PAGE TEXT:
***

- French theatrical release poster
- Dofus, livre 1: Julith (French)
- Directed by: Anthony Roux Jean Jacques Denis
- Screenplay by: Anthony Roux Olivier Vannelle
- Story by: Anthony Roux
- Based on: Dofus & Wakfu by Anthony Roux
- Music by: Guillaume Houzé
- Production companies: Ankama Animation France 3 Cinema Pictanovo
- Distributed by: Gebeka Films
- Release dates: 7 November 2015 (Arras Film Festival); 3 February 2016 (France);
- Running time: 108 minutes
- Country: France
- Language: French
- Budget: €7.5 million
- Box office: $624,747

= Dofus – Book 1: Julith =

2015 animated fantasy film

Dofus – Book 1: Julith (Dofus, livre 1: Julith) is a 2015 French animated fantasy film directed by Anthony Roux and Jean Jacques Denis, from a screenplay by Roux and Olivier Vannelle. Based on the 2004 video game Dofus and its sequel Wakfu, the film is set in the Krosmoz fictional universe. Dofus – Book 1: Julith was produced by Ankama Animation, and co-produced by France 3 Cinema and Pictanovo. It had its world premiere at the Arras Film Festival on 7 November 2015, before being released in French cinemas on 3 February 2016. Despite receiving a generally positive critical reception, the film was a massive box office bomb, grossing only $624,747 against a €7.5 million budget.

== Premise ==
Joris Jurgen lives with his adoptive father Kerubim Crépin, an old anthropomorphic cat, in the peaceful city of Bonta. One day, the despicable Julith, who possesses great magical powers, tries to steal the Ebony Dofus—a dragon egg that contains unimaginable power. With the newly befriended Khan and Bakara, Joris must try to save the city from the clutches of Julith.

***

PROVIDED INFORMATION:
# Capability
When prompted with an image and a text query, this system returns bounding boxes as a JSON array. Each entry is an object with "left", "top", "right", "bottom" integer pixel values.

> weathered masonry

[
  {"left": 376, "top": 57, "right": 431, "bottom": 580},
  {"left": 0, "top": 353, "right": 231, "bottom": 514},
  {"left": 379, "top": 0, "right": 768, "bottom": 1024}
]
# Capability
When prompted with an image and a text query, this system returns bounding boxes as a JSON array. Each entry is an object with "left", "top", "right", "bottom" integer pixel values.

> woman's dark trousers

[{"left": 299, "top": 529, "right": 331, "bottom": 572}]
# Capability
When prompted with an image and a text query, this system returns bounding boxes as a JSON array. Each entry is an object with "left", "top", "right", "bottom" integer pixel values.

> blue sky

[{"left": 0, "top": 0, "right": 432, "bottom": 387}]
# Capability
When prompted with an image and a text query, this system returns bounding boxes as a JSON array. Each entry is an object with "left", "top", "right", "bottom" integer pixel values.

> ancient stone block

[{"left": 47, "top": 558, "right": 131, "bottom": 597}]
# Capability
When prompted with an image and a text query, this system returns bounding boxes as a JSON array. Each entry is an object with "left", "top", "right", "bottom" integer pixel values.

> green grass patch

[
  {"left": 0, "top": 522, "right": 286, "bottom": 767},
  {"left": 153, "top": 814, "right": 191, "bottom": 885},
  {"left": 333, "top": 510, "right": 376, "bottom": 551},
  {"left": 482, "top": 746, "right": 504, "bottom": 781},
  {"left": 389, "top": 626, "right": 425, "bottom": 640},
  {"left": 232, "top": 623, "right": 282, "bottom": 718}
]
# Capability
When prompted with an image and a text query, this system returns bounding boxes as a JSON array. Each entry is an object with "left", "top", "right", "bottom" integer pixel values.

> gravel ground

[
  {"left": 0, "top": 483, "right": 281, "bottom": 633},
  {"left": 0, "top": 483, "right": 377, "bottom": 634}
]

***

Retype the passage of the film text between "Dofus – Book 1: Julith (Dofus, livre" and "a €7.5 million budget.", inclusive. These records have nothing to do with the film text.

Dofus – Book 1: Julith (Dofus, livre 1: Julith) is a 2015 French animated fantasy film directed by Anthony Roux and Jean Jacques Denis, from a screenplay by Roux and Olivier Vannelle. Based on the 2004 video game Dofus and its sequel Wakfu, the film is set in the Krosmoz fictional universe. Dofus – Book 1: Julith was produced by Ankama Animation, and co-produced by France 3 Cinema and Pictanovo. It had its world premiere at the Arras Film Festival on 7 November 2015, before being released in French cinemas on 3 February 2016. Despite receiving a generally positive critical reception, the film was a massive box office bomb, grossing only $624,747 against a €7.5 million budget.